- Your objective:
Using the data below, repeat all of it precisely.
= = = = = = =
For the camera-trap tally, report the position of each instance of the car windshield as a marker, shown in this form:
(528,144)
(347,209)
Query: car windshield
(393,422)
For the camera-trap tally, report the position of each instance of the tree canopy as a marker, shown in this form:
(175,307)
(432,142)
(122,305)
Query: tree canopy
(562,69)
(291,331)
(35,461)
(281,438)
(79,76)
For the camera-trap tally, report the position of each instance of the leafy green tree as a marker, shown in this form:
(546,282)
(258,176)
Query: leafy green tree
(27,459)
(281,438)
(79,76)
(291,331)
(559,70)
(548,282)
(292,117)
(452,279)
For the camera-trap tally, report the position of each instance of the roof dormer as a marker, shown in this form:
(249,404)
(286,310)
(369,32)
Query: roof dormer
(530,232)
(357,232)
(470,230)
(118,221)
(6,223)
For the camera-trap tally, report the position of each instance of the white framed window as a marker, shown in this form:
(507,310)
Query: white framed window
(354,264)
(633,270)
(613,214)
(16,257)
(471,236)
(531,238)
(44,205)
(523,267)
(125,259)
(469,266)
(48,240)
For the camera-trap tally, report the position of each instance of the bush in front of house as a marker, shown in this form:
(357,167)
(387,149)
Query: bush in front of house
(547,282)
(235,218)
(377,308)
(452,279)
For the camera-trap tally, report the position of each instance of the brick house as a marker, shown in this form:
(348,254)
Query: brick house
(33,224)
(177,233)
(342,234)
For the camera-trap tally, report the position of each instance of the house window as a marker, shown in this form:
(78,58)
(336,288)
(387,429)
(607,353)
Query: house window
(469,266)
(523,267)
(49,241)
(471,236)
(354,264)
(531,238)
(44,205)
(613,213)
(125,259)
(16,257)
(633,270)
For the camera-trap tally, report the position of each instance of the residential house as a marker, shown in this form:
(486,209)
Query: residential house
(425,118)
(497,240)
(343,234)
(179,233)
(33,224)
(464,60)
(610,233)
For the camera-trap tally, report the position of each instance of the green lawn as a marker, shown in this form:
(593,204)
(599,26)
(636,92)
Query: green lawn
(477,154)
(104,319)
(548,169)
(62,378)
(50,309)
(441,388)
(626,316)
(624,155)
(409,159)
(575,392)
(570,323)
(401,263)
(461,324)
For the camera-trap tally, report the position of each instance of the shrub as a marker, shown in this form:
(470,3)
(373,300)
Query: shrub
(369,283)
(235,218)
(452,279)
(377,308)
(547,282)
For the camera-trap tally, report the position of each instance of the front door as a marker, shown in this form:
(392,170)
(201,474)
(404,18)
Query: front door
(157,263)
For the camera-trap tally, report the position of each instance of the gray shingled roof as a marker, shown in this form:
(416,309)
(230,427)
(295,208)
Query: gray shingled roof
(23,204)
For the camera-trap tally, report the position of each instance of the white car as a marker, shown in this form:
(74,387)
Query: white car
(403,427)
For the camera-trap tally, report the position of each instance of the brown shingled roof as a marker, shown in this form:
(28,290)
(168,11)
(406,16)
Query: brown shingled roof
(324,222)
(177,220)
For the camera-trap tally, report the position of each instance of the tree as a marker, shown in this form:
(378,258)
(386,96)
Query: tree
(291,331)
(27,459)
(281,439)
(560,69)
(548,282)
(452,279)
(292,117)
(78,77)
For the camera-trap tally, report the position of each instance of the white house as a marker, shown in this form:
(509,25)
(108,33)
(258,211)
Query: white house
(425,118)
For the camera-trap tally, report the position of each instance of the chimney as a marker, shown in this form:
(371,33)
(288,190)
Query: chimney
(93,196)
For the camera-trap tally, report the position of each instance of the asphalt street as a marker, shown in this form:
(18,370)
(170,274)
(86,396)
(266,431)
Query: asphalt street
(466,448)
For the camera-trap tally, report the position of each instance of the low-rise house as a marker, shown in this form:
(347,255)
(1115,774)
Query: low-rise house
= = = = = = =
- Answer to the problem:
For the camera-trap tally, report the position of each instance of the car windshield as a marker, shown in this form:
(528,144)
(347,209)
Query: car windshield
(393,422)
For the camera-trap tally, report the position of each instance of the tree canopy as a marker, shown in this form:
(175,307)
(432,142)
(122,305)
Query: tree canopy
(562,69)
(291,331)
(35,461)
(281,438)
(79,76)
For the camera-trap tally, report the position of each instance of the leafy green tree as a marker, shown in this form:
(546,282)
(258,176)
Query: leafy green tree
(27,459)
(281,438)
(79,76)
(291,331)
(559,70)
(548,282)
(292,117)
(452,279)
For the camera-trap tally, report the position of each instance of the roof dormer as a marker, shown in this form:
(249,404)
(286,310)
(369,32)
Query: roof dormer
(530,232)
(357,232)
(470,230)
(118,221)
(6,223)
For the camera-trap tally, report the position of each instance of the white framed window as a marker, shown in this form:
(507,310)
Query: white framed window
(354,264)
(633,270)
(613,214)
(16,257)
(471,236)
(531,238)
(44,205)
(523,267)
(125,259)
(469,266)
(48,240)
For the camera-trap tally, report the position of each instance of the bush in front of house as a marker, shown in this form:
(357,167)
(387,149)
Query: bush in front of house
(547,282)
(235,218)
(377,308)
(452,279)
For the camera-trap tally, report the position of each instance of the brick house as a marker, shown in this form:
(348,254)
Query: brick house
(33,224)
(177,233)
(342,234)
For the camera-trap tally, report the position of each instance of the house window as a marker, shown in this form:
(78,58)
(336,288)
(387,429)
(607,353)
Query: house window
(469,266)
(523,267)
(49,241)
(471,236)
(354,264)
(531,238)
(44,205)
(613,213)
(125,259)
(16,257)
(633,270)
For the camera-trap tally, report the position of each instance of the residential house as a marker, shown in this form:
(486,209)
Query: residential house
(425,118)
(497,240)
(343,234)
(179,233)
(33,224)
(464,60)
(610,233)
For the camera-trap tally, report the position of each instance of the green lawn as a marker, shown in this form:
(593,204)
(599,26)
(636,92)
Query: green lawn
(477,154)
(104,319)
(548,169)
(62,378)
(50,309)
(441,388)
(626,316)
(624,155)
(409,159)
(575,392)
(570,323)
(401,263)
(461,324)
For the camera-trap tally, report the position of each instance of the shrub as a marker, shown in this form:
(470,3)
(373,300)
Query: shrub
(369,283)
(235,218)
(452,279)
(377,308)
(547,282)
For the camera-trap tally, report the position of each instance of the front door as a marker, shown in this form:
(392,170)
(201,474)
(404,18)
Query: front door
(157,263)
For the camera-trap tally, report the position of each instance of the gray shingled roof as a marker, shown in this form:
(416,309)
(230,427)
(295,208)
Query: gray shingled roof
(23,204)
For the camera-trap tally, report the position of each instance of the white car as a marker, shown in this form:
(74,387)
Query: white car
(403,427)
For the camera-trap tally, report the position of each instance of the brown shingled roof as a marker, shown in this form:
(28,290)
(168,11)
(406,16)
Query: brown shingled roof
(324,222)
(177,220)
For the camera-trap tally, report the position of each instance of the tree as a marker, shown in this form:
(378,258)
(386,96)
Query: tree
(291,331)
(27,459)
(281,439)
(560,69)
(548,282)
(452,279)
(292,117)
(78,77)
For the camera-trap tally, report the position of each instance of the white house as a marker, shown in this form:
(509,25)
(108,33)
(258,211)
Query: white house
(425,118)
For the camera-trap tally, report the position of each instance of the chimney as a marker, shown in this form:
(371,33)
(288,190)
Query: chimney
(93,196)
For the camera-trap tally, report the position of each instance of the asphalt street as a marker, shown in this form:
(18,370)
(170,274)
(86,396)
(266,431)
Query: asphalt street
(466,448)
For the camera-trap tally, report the position of each instance of the low-rise house as a marker, shown in this form:
(347,255)
(1115,774)
Query: low-rise house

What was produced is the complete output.